Exercise instructions -
Copy out the final stretch of the listing: the line that contains "Target: stainless steel sink" and all lines after it, exactly as they appear.

Dataset excerpt
————
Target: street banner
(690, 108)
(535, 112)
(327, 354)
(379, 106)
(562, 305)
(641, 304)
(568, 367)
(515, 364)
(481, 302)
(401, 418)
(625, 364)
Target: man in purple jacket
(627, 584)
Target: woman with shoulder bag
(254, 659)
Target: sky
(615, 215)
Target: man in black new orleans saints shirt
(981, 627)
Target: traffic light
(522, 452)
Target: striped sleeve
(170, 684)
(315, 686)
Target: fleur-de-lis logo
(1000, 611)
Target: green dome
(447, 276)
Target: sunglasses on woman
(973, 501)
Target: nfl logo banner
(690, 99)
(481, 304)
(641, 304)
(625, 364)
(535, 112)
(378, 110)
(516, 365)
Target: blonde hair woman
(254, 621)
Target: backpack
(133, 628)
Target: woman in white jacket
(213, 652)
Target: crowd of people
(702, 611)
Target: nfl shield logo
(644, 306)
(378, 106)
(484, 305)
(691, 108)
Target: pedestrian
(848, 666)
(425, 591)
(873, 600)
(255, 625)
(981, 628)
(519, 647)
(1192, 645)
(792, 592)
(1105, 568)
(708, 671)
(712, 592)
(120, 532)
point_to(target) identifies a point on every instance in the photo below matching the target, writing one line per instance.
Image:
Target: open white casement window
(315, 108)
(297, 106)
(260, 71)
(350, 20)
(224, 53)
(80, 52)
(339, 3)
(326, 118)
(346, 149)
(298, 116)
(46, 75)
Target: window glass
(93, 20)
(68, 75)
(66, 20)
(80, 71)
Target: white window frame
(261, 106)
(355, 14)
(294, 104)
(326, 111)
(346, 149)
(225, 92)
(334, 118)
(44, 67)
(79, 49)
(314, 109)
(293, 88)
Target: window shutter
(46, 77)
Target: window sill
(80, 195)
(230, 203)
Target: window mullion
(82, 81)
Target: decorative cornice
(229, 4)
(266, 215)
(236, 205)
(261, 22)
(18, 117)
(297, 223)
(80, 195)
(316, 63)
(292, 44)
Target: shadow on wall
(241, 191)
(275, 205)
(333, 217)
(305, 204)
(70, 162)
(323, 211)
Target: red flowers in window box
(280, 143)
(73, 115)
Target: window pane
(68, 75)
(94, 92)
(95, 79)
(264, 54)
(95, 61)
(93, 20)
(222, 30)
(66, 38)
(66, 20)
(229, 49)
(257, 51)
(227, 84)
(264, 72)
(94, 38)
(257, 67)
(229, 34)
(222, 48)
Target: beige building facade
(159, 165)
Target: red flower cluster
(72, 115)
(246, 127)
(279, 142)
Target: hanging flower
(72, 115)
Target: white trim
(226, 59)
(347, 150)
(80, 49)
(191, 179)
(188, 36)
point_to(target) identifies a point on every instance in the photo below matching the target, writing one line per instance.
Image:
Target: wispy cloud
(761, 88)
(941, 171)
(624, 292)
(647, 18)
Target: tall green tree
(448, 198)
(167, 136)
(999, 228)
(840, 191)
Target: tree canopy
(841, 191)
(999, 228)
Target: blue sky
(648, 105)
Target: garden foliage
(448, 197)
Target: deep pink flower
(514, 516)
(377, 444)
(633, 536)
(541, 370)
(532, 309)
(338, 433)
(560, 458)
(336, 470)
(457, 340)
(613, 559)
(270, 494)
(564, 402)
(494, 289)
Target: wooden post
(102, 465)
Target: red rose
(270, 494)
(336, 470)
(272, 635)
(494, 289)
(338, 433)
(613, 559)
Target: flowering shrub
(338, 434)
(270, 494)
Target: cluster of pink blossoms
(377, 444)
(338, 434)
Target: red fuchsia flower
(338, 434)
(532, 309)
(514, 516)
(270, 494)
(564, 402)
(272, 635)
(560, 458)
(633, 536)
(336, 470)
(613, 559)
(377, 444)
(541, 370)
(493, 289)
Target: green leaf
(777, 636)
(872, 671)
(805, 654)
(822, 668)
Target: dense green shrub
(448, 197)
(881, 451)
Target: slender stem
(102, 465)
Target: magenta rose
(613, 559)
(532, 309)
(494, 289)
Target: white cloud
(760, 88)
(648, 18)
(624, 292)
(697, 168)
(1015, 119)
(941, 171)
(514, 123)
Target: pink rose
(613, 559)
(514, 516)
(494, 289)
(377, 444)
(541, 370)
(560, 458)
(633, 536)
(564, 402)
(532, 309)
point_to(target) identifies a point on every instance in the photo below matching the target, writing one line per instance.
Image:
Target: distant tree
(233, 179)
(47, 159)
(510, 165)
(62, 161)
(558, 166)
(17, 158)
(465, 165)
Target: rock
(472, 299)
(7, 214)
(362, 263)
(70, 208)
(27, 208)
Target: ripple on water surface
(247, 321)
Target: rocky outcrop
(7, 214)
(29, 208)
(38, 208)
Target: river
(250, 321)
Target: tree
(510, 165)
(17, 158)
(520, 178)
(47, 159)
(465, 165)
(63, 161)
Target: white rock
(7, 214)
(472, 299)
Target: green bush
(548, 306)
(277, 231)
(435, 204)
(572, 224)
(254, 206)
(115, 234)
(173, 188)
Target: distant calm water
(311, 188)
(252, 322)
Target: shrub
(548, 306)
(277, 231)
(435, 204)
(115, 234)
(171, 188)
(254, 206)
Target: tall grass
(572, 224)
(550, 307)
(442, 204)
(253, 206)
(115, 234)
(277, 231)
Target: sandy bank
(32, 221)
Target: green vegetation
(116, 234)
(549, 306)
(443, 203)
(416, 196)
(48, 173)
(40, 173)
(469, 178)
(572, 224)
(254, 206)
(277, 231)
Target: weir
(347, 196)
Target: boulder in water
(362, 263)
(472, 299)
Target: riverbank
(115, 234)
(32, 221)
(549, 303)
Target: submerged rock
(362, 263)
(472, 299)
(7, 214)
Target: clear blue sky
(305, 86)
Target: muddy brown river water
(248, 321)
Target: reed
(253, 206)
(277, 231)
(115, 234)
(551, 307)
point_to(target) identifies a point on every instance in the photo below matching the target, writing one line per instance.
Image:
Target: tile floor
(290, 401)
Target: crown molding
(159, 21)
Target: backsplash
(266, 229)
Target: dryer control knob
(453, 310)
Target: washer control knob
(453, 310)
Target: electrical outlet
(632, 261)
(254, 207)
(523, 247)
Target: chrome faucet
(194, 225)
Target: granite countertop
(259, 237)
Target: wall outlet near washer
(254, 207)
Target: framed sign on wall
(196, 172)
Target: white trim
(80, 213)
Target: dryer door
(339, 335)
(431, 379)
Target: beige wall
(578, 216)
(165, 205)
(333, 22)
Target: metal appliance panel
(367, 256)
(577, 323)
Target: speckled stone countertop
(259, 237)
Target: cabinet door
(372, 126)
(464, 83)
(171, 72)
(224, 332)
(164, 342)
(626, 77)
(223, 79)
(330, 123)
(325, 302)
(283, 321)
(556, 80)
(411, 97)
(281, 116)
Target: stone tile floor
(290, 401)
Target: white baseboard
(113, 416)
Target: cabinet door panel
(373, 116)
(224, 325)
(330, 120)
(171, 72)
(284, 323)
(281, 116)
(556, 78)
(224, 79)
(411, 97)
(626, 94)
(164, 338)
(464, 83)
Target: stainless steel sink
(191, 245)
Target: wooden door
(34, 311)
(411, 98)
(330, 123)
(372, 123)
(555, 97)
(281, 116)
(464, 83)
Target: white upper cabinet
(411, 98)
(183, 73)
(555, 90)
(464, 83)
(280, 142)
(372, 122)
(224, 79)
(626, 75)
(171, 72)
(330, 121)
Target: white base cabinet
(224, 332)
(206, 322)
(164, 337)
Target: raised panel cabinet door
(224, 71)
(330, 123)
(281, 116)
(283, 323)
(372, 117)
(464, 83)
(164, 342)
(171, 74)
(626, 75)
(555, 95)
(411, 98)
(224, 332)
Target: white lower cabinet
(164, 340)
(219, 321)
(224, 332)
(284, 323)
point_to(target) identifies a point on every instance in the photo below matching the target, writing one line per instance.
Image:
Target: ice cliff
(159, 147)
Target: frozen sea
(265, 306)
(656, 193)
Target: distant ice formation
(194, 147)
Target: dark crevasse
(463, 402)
————
Answer for this exercise -
Target: stainless steel sink
(191, 245)
Target: wooden door
(34, 311)
(411, 98)
(330, 123)
(372, 123)
(555, 97)
(281, 116)
(464, 83)
Target: white upper cabinet
(411, 98)
(183, 73)
(555, 90)
(464, 83)
(280, 142)
(372, 122)
(224, 79)
(626, 75)
(171, 72)
(330, 121)
Target: white base cabinet
(224, 332)
(206, 322)
(164, 337)
Target: raised panel cabinet door
(224, 71)
(330, 123)
(281, 116)
(283, 323)
(372, 117)
(464, 83)
(164, 342)
(171, 74)
(626, 75)
(555, 95)
(411, 98)
(224, 332)
Target: white lower cabinet
(164, 340)
(219, 321)
(224, 332)
(284, 323)
point_to(target) identifies a point on every instance in the photo below matching the target, writing one line per instance.
Image:
Target: ice cliff
(159, 147)
Target: frozen sea
(265, 306)
(656, 193)
Target: distant ice formation
(194, 147)
Target: dark crevasse
(463, 402)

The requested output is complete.